**SOURCE EXTRACT**
++++++++
Which is not to say that I don't see a significant problem with 4X AI, but it's a more specific problem:  When the time comes to wage war, the AI simply sucks at it.  I'm fairly new to FE and just finished my first game of it last night, but it went pretty much like every 4X does in my experience.  I started out kind of muddling around (like I said, it was my first game of FE and I didn't really know the game's details) and, when I finally made contact with the sole AI player, he had about a 50% lead in faction power.  I continued exploring, building, and researching until he finally declared war on me, by which point his faction power was a little less than twice mine and he started throwing armies of juggernauts at me.  Within five turns or so, he'd lost three cities and 75% of his faction power to my single army of three heroes and some lesser troops (I didn't know about the XP division at that point).  I, on the other hand, hadn't lost so much as a single unit.  The AI later retook one of those cities when I decided to ignore him and take my hero stack off to clear wildlands instead, but that was my only loss to him.

4X AIs consistently base their diplomatic decisions on power ratings which highly overrate the quantity of military forces, while undervaluing the quality of those forces and undervaluing or completely ignoring force mobility (my hero stack is on the wrong side of the world, but I have Cloud Walk and a ton of mana, so it doesn't matter that they're not hanging out on your border) and production capacity (your obsolete troops may have me outnumbered 10-to-1 now, but I just need to stall you for a couple turns and then I'll be producing several new, superior-quality units per turn).  And then, when war does break out, they're typically too timid strategically (take one city, then sit in it for another 20 turns instead of grabbing the two undefended cities right next to it) and utterly incompetent tactically ("Oh, your high-initiative mages and archers just shot down my really-expensive-but-slow juggernaut stack without taking any losses?  I think I'll attack them with another juggernaut stack!") to have a chance against even a moderately-established human player.

Reply #10 Top

I've actually wondered why everyone keeps the AI bonuses linear. Why not make them get larger for the late game etc. with a "roof" to prevent it from breaking the game, you can even let some player triggers make them bigger. I don't want ridicilously powerful AI early, I want it late when my empire is in shape.
++++++++
**MATERIAL**
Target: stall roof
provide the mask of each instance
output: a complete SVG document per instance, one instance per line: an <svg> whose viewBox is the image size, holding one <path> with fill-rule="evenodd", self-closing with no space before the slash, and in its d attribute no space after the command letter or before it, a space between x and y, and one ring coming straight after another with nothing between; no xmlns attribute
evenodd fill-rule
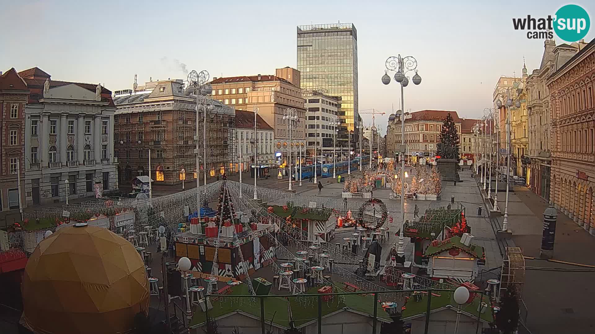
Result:
<svg viewBox="0 0 595 334"><path fill-rule="evenodd" d="M149 183L149 179L151 179L151 182L155 182L155 180L152 179L149 179L149 177L148 177L146 175L141 175L140 177L136 177L136 178L138 179L139 181L140 181L140 182L142 182L143 183Z"/></svg>
<svg viewBox="0 0 595 334"><path fill-rule="evenodd" d="M475 256L475 257L482 257L483 254L485 254L483 247L473 244L467 246L461 242L461 237L458 235L452 237L444 240L444 241L446 242L441 242L439 244L438 246L433 246L431 245L428 246L427 249L425 250L424 256L431 256L436 255L451 248L458 248L469 255Z"/></svg>

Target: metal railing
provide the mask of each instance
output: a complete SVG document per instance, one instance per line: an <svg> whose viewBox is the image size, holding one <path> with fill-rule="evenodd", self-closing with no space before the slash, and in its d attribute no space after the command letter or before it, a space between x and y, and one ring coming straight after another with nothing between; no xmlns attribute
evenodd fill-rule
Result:
<svg viewBox="0 0 595 334"><path fill-rule="evenodd" d="M371 298L370 301L371 302L371 304L369 305L369 307L372 309L372 312L371 312L372 314L368 314L368 316L371 316L372 328L370 332L368 332L368 333L375 333L378 332L378 330L379 326L378 325L379 311L380 312L383 312L385 311L386 310L386 314L382 314L381 313L380 315L385 316L384 317L383 317L383 319L384 319L384 322L389 322L387 321L386 320L387 318L390 318L391 322L399 321L402 317L402 312L405 311L407 308L407 304L405 303L402 306L396 305L396 307L394 308L386 308L386 309L383 308L379 310L378 307L380 306L380 302L384 299L383 297L385 294L400 293L402 294L403 295L406 295L408 296L408 298L405 299L409 299L410 298L412 298L412 296L416 296L416 295L417 296L419 296L419 299L418 301L415 301L415 303L421 303L425 301L425 305L424 305L425 307L424 308L420 308L420 310L423 310L419 313L414 313L411 315L408 315L407 318L414 316L418 316L420 314L425 314L425 327L424 327L424 333L425 334L428 334L428 333L430 333L428 332L428 330L430 327L430 322L431 320L431 311L432 310L432 298L449 298L449 301L448 302L446 302L447 305L449 305L450 304L454 304L453 302L452 302L452 300L450 300L451 294L454 294L454 292L455 290L453 289L430 288L430 289L406 289L406 290L405 289L390 290L388 291L367 291L363 293L362 292L336 292L330 294L319 293L316 294L299 294L299 295L256 295L256 296L251 295L227 295L222 296L221 295L218 295L218 294L206 294L206 300L205 300L206 302L205 305L208 305L210 303L211 303L209 301L208 298L212 298L211 300L212 301L216 301L217 299L215 298L238 298L238 300L241 300L243 298L250 298L252 299L253 301L256 300L258 301L258 303L260 306L259 307L260 311L259 315L260 316L261 330L262 331L262 334L265 334L265 333L267 333L266 326L268 326L270 323L273 323L274 320L274 319L266 319L267 316L265 314L265 300L267 298L286 299L287 300L287 303L289 303L290 300L293 300L294 298L295 299L299 298L298 300L300 301L299 301L299 303L302 303L303 301L303 303L307 304L307 305L304 305L304 307L316 308L317 313L316 317L317 319L316 321L318 328L317 332L318 333L318 334L322 334L322 327L323 327L322 321L323 301L324 303L339 303L342 301L342 299L343 301L345 300L345 298L346 298L345 296L349 296L349 295L355 296L358 295L362 295L362 294L365 294L367 295L371 295L372 298ZM474 294L473 292L471 292L471 294ZM447 297L446 297L447 295L448 296ZM491 308L490 304L486 303L486 302L489 302L491 296L490 295L484 295L484 291L483 290L481 292L475 292L473 296L474 298L472 299L472 301L470 303L466 303L465 304L463 304L463 305L462 305L461 307L463 309L464 309L465 313L471 313L472 314L473 317L476 319L474 320L474 322L477 323L477 328L479 329L480 328L480 326L483 327L483 326L480 324L481 321L481 318L482 314L484 314L486 313L489 312L490 314L491 314L492 316L493 316L493 312L489 310L490 308ZM336 298L337 300L336 301L335 300ZM427 300L424 301L423 300L424 298L426 298ZM314 301L316 301L317 303L315 303L315 304L314 303ZM485 304L481 304L480 301L483 301L486 304L488 304L487 306L486 306ZM387 300L386 301L389 301ZM221 302L224 303L226 302L226 301L222 301ZM241 301L239 301L239 303L236 302L236 303L238 304L239 308L241 307L241 304L243 302ZM410 303L414 303L414 302L410 302ZM477 307L475 305L476 303L477 304ZM478 307L480 305L482 305L481 308L479 308ZM451 306L454 308L454 305L451 305ZM471 308L469 308L470 306L472 307L472 311L471 310ZM256 307L256 305L253 305L253 303L250 304L250 307L255 308ZM214 305L214 307L216 307L216 306ZM478 311L477 310L478 309L479 310ZM392 310L394 310L394 311L392 311ZM283 311L283 310L277 310L276 311ZM209 315L209 310L208 307L205 308L205 313L206 313L205 321L202 323L199 323L198 324L192 325L190 326L190 328L196 328L201 326L204 326L204 324L206 323L206 320L212 319L212 318ZM358 311L358 313L361 314L361 311ZM367 312L366 312L366 313L367 313ZM258 316L258 315L255 316ZM292 325L292 322L296 320L313 320L311 318L308 319L296 319L296 317L294 316L293 317L293 319L291 319L290 318L290 326ZM440 321L443 321L443 320L441 320ZM485 322L486 320L484 319L484 321ZM306 323L308 323L309 322L308 322Z"/></svg>

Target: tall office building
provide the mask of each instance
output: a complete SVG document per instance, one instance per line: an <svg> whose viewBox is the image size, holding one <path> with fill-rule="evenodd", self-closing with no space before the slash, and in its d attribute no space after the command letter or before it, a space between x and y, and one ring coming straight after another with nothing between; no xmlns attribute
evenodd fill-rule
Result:
<svg viewBox="0 0 595 334"><path fill-rule="evenodd" d="M355 26L352 23L298 26L298 70L301 73L302 89L340 97L339 116L342 124L337 145L347 147L348 131L353 131L359 121ZM355 147L358 141L355 133L349 146Z"/></svg>

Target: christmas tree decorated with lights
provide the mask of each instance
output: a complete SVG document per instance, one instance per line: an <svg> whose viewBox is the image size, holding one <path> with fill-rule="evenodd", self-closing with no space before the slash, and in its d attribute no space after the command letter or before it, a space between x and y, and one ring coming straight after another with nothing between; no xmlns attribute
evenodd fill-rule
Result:
<svg viewBox="0 0 595 334"><path fill-rule="evenodd" d="M436 150L436 156L446 159L459 159L459 134L456 131L455 121L450 113L446 115L446 118L442 123L440 129L440 142Z"/></svg>
<svg viewBox="0 0 595 334"><path fill-rule="evenodd" d="M224 180L226 179L224 176ZM228 220L232 221L233 219L234 210L233 209L233 203L230 199L229 192L226 187L226 182L223 182L219 190L219 203L217 203L217 215L218 222L223 223Z"/></svg>

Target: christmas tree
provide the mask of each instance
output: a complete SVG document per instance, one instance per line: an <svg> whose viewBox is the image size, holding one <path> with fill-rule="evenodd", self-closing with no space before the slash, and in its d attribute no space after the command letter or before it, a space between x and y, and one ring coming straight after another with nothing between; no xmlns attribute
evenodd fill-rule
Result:
<svg viewBox="0 0 595 334"><path fill-rule="evenodd" d="M220 223L231 220L234 216L233 203L230 200L229 193L223 182L219 190L219 203L217 204L217 218Z"/></svg>
<svg viewBox="0 0 595 334"><path fill-rule="evenodd" d="M459 159L459 134L456 132L455 121L450 113L442 123L440 129L440 143L438 143L436 155L446 159Z"/></svg>

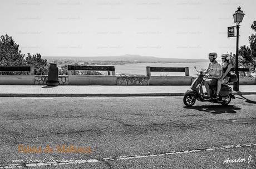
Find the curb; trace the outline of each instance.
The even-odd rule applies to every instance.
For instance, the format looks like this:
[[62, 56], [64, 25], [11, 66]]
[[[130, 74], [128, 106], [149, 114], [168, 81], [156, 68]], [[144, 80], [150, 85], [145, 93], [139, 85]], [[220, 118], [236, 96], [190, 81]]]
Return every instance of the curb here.
[[[235, 95], [253, 95], [256, 92], [234, 92]], [[117, 94], [24, 94], [1, 93], [0, 97], [128, 97], [128, 96], [181, 96], [184, 93], [117, 93]]]

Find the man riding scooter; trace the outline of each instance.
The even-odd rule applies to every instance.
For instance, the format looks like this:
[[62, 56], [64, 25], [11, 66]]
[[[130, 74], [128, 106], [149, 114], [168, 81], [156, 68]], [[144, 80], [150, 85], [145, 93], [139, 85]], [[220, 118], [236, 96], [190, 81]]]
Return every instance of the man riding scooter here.
[[217, 57], [218, 55], [215, 52], [211, 52], [209, 54], [209, 60], [210, 63], [206, 71], [211, 70], [209, 72], [209, 79], [205, 79], [204, 81], [204, 85], [207, 91], [207, 98], [204, 98], [206, 100], [211, 99], [210, 86], [216, 85], [218, 80], [222, 76], [222, 66], [216, 60]]

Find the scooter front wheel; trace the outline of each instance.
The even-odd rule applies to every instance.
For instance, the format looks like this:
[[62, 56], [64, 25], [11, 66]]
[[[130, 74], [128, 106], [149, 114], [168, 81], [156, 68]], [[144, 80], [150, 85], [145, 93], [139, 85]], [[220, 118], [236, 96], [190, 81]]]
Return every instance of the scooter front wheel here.
[[195, 103], [195, 96], [193, 94], [186, 94], [183, 98], [183, 102], [188, 107], [192, 106]]
[[223, 102], [221, 103], [221, 104], [223, 106], [227, 106], [228, 105], [231, 101], [231, 97], [229, 95], [227, 95], [223, 101]]

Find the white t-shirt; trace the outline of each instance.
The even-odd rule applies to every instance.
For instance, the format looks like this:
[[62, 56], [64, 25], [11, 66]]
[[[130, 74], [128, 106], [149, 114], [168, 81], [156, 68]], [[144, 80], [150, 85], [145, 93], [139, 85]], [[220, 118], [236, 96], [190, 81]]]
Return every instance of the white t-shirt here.
[[[216, 61], [215, 63], [210, 63], [209, 64], [210, 69], [213, 68], [213, 69], [210, 71], [209, 73], [211, 75], [216, 75], [220, 71], [222, 71], [222, 65], [220, 63]], [[221, 71], [222, 72], [222, 71]]]

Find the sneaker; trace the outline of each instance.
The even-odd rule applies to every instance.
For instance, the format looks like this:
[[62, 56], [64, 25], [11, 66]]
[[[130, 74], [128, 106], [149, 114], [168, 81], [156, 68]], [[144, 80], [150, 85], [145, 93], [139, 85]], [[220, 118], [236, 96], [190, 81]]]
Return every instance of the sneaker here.
[[213, 96], [213, 99], [214, 99], [214, 100], [216, 100], [216, 99], [217, 99], [218, 98], [219, 98], [219, 95], [217, 95], [216, 94], [215, 94]]

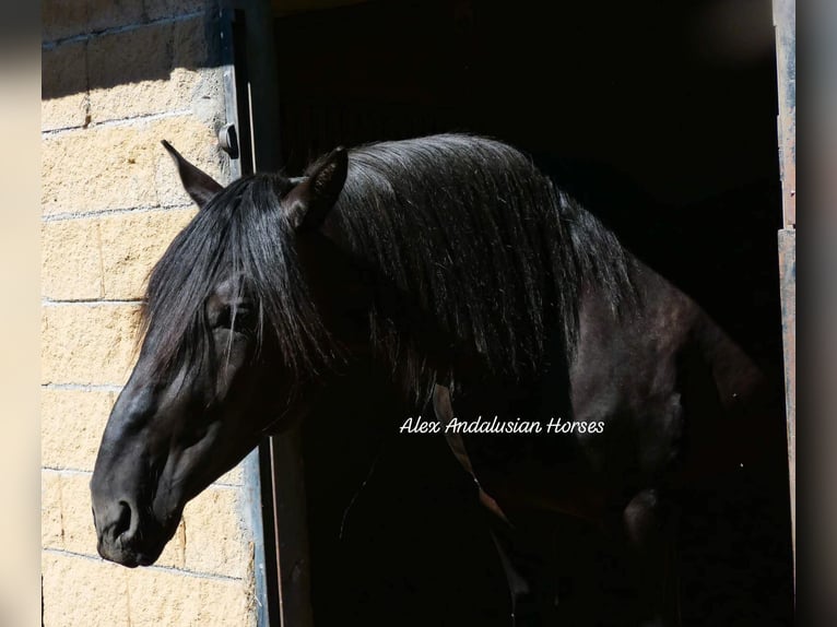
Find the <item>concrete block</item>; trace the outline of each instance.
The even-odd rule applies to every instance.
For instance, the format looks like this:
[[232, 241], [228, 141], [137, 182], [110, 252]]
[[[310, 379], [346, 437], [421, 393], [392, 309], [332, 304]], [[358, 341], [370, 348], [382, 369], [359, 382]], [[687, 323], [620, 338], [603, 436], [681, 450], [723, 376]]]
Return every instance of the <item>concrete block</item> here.
[[57, 553], [43, 553], [40, 568], [44, 627], [130, 626], [127, 568]]
[[93, 471], [116, 392], [40, 391], [40, 463], [51, 469]]
[[105, 295], [102, 235], [95, 221], [45, 222], [40, 228], [40, 293], [56, 300]]
[[[49, 472], [49, 471], [45, 471]], [[96, 529], [93, 525], [93, 509], [87, 473], [60, 473], [61, 486], [61, 531], [63, 548], [80, 555], [98, 556], [96, 552]]]
[[135, 0], [85, 1], [87, 4], [87, 31], [91, 33], [145, 22], [142, 2]]
[[42, 383], [123, 385], [135, 353], [139, 306], [46, 306]]
[[87, 2], [79, 0], [43, 0], [40, 35], [44, 42], [56, 42], [87, 31]]
[[93, 122], [188, 110], [207, 59], [203, 17], [90, 42]]
[[244, 485], [244, 462], [241, 461], [237, 466], [222, 474], [215, 483], [223, 485]]
[[42, 227], [42, 294], [52, 300], [142, 298], [154, 264], [196, 210], [62, 220]]
[[184, 510], [187, 570], [245, 577], [251, 561], [238, 508], [239, 490], [210, 486]]
[[205, 0], [145, 0], [144, 4], [149, 20], [160, 20], [203, 11], [207, 2]]
[[256, 624], [248, 581], [182, 577], [153, 568], [131, 570], [127, 579], [131, 627]]
[[61, 524], [61, 477], [58, 473], [40, 473], [40, 546], [63, 548]]
[[75, 42], [40, 54], [40, 130], [82, 127], [87, 115], [87, 45]]
[[104, 296], [142, 298], [149, 274], [197, 209], [121, 214], [99, 221]]
[[44, 214], [190, 204], [163, 139], [226, 182], [214, 131], [188, 115], [69, 131], [42, 142]]

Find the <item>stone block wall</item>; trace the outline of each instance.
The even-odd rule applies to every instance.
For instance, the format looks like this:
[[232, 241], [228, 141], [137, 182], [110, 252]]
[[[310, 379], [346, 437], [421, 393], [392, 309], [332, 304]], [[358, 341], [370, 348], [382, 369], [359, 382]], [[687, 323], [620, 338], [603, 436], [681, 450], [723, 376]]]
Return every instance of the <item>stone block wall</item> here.
[[42, 575], [46, 627], [256, 624], [243, 472], [190, 502], [158, 563], [102, 560], [89, 483], [135, 358], [153, 263], [193, 215], [161, 145], [228, 180], [217, 7], [45, 0], [42, 47]]

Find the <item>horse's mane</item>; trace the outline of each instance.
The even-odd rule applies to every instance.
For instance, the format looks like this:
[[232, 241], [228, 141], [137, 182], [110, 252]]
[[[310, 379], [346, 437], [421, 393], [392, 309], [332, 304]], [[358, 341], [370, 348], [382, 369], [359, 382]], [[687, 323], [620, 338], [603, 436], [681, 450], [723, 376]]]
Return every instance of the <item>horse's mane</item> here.
[[[556, 331], [573, 352], [585, 286], [594, 285], [614, 308], [628, 293], [628, 256], [616, 238], [504, 143], [433, 135], [361, 146], [349, 163], [332, 212], [343, 245], [412, 295], [496, 376], [542, 371]], [[378, 314], [373, 330], [390, 359], [414, 383], [425, 378], [423, 387], [432, 386], [438, 372], [423, 371], [422, 347]]]
[[[160, 345], [188, 344], [182, 338], [200, 327], [193, 312], [233, 272], [246, 277], [261, 304], [259, 328], [276, 338], [291, 368], [333, 356], [292, 226], [276, 211], [291, 187], [279, 175], [245, 177], [174, 240], [149, 283], [146, 328], [163, 326]], [[627, 293], [629, 261], [615, 237], [522, 153], [492, 140], [449, 134], [351, 150], [328, 230], [500, 377], [540, 371], [555, 332], [573, 352], [586, 286], [614, 308]], [[370, 321], [374, 343], [411, 387], [456, 378], [431, 371], [391, 311], [379, 307]]]

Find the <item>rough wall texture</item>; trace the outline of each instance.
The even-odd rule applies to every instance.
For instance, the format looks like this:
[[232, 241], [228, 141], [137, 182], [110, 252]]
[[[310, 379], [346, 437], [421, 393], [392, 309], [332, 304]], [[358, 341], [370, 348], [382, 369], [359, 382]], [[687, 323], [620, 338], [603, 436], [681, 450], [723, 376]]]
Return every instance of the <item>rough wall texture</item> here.
[[157, 565], [96, 554], [90, 476], [134, 358], [152, 264], [194, 209], [160, 144], [227, 180], [213, 3], [47, 0], [42, 100], [44, 624], [255, 624], [236, 469], [186, 508]]

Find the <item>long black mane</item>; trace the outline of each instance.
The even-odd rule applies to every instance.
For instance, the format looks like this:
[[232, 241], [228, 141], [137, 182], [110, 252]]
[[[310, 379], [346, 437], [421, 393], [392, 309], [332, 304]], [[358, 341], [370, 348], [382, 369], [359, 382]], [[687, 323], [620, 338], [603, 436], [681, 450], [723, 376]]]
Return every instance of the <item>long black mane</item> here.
++++++++
**TASK SET**
1 - Summarize the forum text about 4X game AI in three sentences.
2 - Output as a numbered list, without blank lines, the lines of the entries from the line with "Find the <item>rough" through the end of the entries.
The forum text and the entries were taken from unrelated sources.

**ANSWER SET**
1 - The writer argues that 4X AI is weak at waging war, citing a first game of FE in which an AI with a little less than twice the writer's faction power declared war and, within about five turns, lost three cities and 75% of its faction power while the writer lost no units. According to the writer, these AIs base diplomatic decisions on power ratings that overrate the quantity of forces and undervalue or ignore their quality, mobility, and production capacity, and in war they are too timid strategically and incompetent tactically. A reply asks why AI bonuses are kept linear and suggests making them larger in the late game, with a "roof" to keep them from breaking the game.

2 -
1. Find the <item>rough wall texture</item>; trace the outline of each instance.
2. The even-odd rule applies to every instance.
3. For instance, the format looks like this:
4. [[232, 241], [228, 141], [137, 182], [110, 252]]
5. [[[310, 379], [346, 437], [421, 393], [392, 309], [332, 304]], [[358, 341], [370, 348], [382, 369], [359, 382]], [[687, 323], [620, 338], [603, 436], [681, 450], [723, 376]]]
6. Return every instance of the <item>rough wall texture</item> here.
7. [[157, 565], [96, 554], [90, 476], [134, 358], [152, 264], [194, 209], [160, 144], [227, 180], [213, 3], [47, 0], [42, 100], [44, 624], [255, 624], [236, 469], [186, 508]]
8. Find the <item>long black mane</item>; trace the outline of each instance.
9. The even-odd rule applies to every instance.
10. For instance, the format looks like this:
11. [[232, 241], [228, 141], [137, 182], [110, 252]]
12. [[[310, 379], [346, 437], [421, 393], [392, 309], [332, 304]], [[358, 341], [370, 348], [382, 369], [359, 382]], [[687, 323], [620, 338], [603, 436], [681, 450], [723, 376]]]
13. Return every instance of the <item>long black mane</item> here.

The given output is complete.